(Point localization data)
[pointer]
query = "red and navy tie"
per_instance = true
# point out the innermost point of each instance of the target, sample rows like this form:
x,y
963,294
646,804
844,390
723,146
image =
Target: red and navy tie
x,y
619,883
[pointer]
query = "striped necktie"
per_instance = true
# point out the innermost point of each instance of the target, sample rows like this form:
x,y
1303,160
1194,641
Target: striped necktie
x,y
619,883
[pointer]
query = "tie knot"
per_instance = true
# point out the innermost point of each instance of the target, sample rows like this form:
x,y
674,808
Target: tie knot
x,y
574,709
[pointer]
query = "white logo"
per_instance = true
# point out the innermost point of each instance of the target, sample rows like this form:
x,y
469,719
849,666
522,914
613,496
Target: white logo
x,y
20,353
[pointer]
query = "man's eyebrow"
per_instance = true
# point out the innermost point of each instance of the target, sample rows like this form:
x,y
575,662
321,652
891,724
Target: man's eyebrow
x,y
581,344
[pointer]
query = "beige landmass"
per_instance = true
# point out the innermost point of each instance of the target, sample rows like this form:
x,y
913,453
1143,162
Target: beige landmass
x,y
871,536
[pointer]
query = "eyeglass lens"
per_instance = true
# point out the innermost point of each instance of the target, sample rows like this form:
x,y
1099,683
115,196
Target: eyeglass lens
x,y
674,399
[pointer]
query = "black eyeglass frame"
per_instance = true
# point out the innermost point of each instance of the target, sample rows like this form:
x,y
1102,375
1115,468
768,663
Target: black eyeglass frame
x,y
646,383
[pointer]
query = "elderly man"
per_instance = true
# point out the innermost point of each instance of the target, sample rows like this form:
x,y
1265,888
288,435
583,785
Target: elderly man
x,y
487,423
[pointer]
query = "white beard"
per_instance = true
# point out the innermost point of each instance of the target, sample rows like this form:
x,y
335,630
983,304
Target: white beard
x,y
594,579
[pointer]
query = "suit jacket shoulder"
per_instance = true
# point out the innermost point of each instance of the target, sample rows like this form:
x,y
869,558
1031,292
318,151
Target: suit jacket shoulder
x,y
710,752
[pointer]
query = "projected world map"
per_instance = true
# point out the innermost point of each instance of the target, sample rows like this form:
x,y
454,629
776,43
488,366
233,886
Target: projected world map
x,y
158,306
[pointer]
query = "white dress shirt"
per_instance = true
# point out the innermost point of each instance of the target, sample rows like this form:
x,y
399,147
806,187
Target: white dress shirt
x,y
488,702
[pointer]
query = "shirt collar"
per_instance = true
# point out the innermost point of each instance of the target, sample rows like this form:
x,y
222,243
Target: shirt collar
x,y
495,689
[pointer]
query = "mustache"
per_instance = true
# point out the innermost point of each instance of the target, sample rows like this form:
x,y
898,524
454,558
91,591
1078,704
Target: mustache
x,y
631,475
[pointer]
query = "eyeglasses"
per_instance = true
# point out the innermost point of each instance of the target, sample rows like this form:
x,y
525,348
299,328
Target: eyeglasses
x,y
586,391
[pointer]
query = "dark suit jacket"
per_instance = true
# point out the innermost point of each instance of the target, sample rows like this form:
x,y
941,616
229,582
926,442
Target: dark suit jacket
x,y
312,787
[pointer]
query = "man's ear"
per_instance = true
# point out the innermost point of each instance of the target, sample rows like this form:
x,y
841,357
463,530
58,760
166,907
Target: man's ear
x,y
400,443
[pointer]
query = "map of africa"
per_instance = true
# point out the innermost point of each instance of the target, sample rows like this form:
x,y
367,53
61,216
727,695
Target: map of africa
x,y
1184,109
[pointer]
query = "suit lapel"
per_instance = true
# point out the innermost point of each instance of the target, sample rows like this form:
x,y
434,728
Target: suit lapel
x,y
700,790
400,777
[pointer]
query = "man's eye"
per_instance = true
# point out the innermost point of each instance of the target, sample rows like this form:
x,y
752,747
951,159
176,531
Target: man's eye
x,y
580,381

**What is expected**
The data above should be copied exactly, with no line omitted.

**Output for this exercise**
[pointer]
query = "red and navy tie"
per_instance = true
# point out the innermost point of each instance of the target, sample rows like this form:
x,y
963,294
646,804
844,390
723,146
image =
Target: red and navy tie
x,y
619,883
[pointer]
query = "striped necktie"
per_instance = true
# point out the innermost point of each instance of the target, sample rows like this form:
x,y
1303,160
1194,641
Target: striped necktie
x,y
619,883
[pointer]
query = "tie knot"
per_instance = true
# point out the innermost point of each instance of the target, sample rows like this form:
x,y
674,808
Target: tie knot
x,y
574,709
[pointer]
query = "white logo"
per_instance = true
# point out the innermost point of each instance of the target, sample rows like this form:
x,y
469,719
849,666
522,914
613,496
Target: white logo
x,y
20,353
[pointer]
query = "man's eyebrow"
per_instance = true
# point out the innermost point of each instance of the target, sample rows like this form:
x,y
575,662
321,652
891,724
Target: man's eyebrow
x,y
581,344
[pointer]
query = "beige landmass"
per_instance = true
# point out the innermost point of each instance of the target, sample rows like this form:
x,y
913,453
1143,162
Target: beige landmass
x,y
871,536
[pointer]
query = "eyeglass lens"
per_instance = true
# point out the innermost point of each instance of the target, sample rows like this form:
x,y
1099,683
115,196
Target: eyeglass lens
x,y
674,399
[pointer]
query = "black eyeglass frame"
per_instance = true
# point out the innermost point of each instance of the target, sample rows like this form:
x,y
1102,375
1115,468
768,663
Target: black eyeglass frame
x,y
646,383
[pointer]
query = "elderly man"
per_instance = true
# point out the innermost point of each instance of the target, sample rows like this form:
x,y
1265,888
288,435
583,785
Target: elderly man
x,y
487,423
[pointer]
query = "white beard"
per_instance = true
# point out the innermost point of each instance of the target, sample rows like this form:
x,y
335,630
983,304
Target: white beard
x,y
594,579
[pointer]
query = "suit jacket shoulder"
per_instance = true
# point out the innermost point of each instance of the target, sample rows like this form:
x,y
869,558
1031,292
318,151
Target: suit jacket shoulder
x,y
710,752
[pointer]
query = "projected world map"
per_instance = true
# point out the innermost point of each instance of the target, sample rows like this form:
x,y
454,629
776,43
488,366
233,886
Target: projected world map
x,y
158,306
[pointer]
query = "white dress shirt"
per_instance = true
# point out the innermost point of each instance of the target, sample rows like this form:
x,y
399,147
806,187
Target: white dress shirt
x,y
488,702
[pointer]
query = "shirt collar"
per_instance = true
# point out the innermost point of each instance of the target, sample rows like this form:
x,y
222,243
Target: shirt collar
x,y
495,689
[pointer]
query = "mustache"
per_instance = true
# point out the innermost point of each instance of the target, sample rows like this form:
x,y
898,524
454,558
91,591
1078,704
Target: mustache
x,y
631,475
[pointer]
query = "eyeglasses"
per_instance = true
# point out the innermost point of each instance of the target, sample rows like this form:
x,y
525,348
299,328
Target: eyeglasses
x,y
586,391
[pointer]
query = "dark suit jacket"
per_instance = true
# point out the innermost point of each instance of the target, sample rows like this form:
x,y
941,616
229,582
926,442
Target: dark suit jacket
x,y
312,787
[pointer]
query = "man's ear"
per_instance = true
# point out the innermost point of each instance of the target, sample rows like this form:
x,y
841,357
463,530
58,760
166,907
Target: man's ear
x,y
400,443
[pointer]
query = "map of africa"
per_instance = true
# point out the innermost point of each instance of the target, sample rows like this form:
x,y
367,53
61,216
727,695
Target: map of africa
x,y
1184,109
[pointer]
query = "suit lapel"
per_instance = true
# point out the innermost point of each instance of the target, sample rows like this form:
x,y
434,728
Target: suit lapel
x,y
700,790
400,777
[pointer]
query = "man's eye"
per_instance = true
# point out the innermost point of each instance of the target, sample rows like this form:
x,y
752,747
951,159
176,531
Target: man's eye
x,y
580,381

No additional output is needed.